## STATED TASK
Reproduce the part of the Oscar Robertson text between "As a teen, Oscar" and "the city limits.", inclusive, changing "Ray Crowe" to "his coach".

Oscar Robertson, nicknamed "The Big O" or O-Train, was a 6-foot-5, 220-pound guard for the Cincinnati Royals and the Milwaukee Bucks. A twelve-time All-Star, eleven-time member of the All-NBA Team, and one-time winner of the MVP award in fourteen professional seasons, Oscar Robertson is the only player in NBA history to average a triple-double for an entire season. He was a key player on the team which brought the Bucks their only NBA championship in the 1970-71 season.
Oscar Palmer Robertson was born November 24, 1938 in Charlotte, Tennessee. Living in the projects, he not only learned basketball but also learned firsthand about racial discrimination and economic inequality. Robertson took up basketball as a child because it required no money and special equipment to play. Not even owning a basketball, he learned how to shoot by tossing tennis balls and rags bound with rubber bands into a peach basket behind his family's home.
As a teen, Oscar Robertson attended Crispus Attucks High School, a segregated all black school in Indianapolis. It was a poor school that even lacked a gym. At Crispus Attucks, Robertson was coached by Ray Crowe, who was obsessed with teaching the basics of the game. During his high school career, The Big O averaged 24.0 points and was named Indiana's "Mr. Basketball" as a senior. The team went 31-1 in 1955 and 31-0 in 1956, winning a record 45 games in a row between the two seasons. For both seasons they took home the state titles, bringing home Indianapolis's first-ever state championships. Even in victory the sting of racism was felt for Oscar Robertson and his teammates. Fear of the all black team tearing up the town in celebration caused city leaders to force Crispus Attucks to have their celebration party outside the city limits.

## GIVEN DATA
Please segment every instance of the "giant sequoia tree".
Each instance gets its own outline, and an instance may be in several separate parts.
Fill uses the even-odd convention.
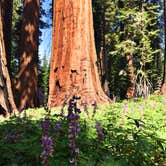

## EXPECTED OUTPUT
As a teen, Oscar Robertson attended Crispus Attucks High School, a segregated all black school in Indianapolis. It was a poor school that even lacked a gym. At Crispus Attucks, Robertson was coached by his coach, who was obsessed with teaching the basics of the game. During his high school career, The Big O averaged 24.0 points and was named Indiana's "Mr. Basketball" as a senior. The team went 31-1 in 1955 and 31-0 in 1956, winning a record 45 games in a row between the two seasons. For both seasons they took home the state titles, bringing home Indianapolis's first-ever state championships. Even in victory the sting of racism was felt for Oscar Robertson and his teammates. Fear of the all black team tearing up the town in celebration caused city leaders to force Crispus Attucks to have their celebration party outside the city limits.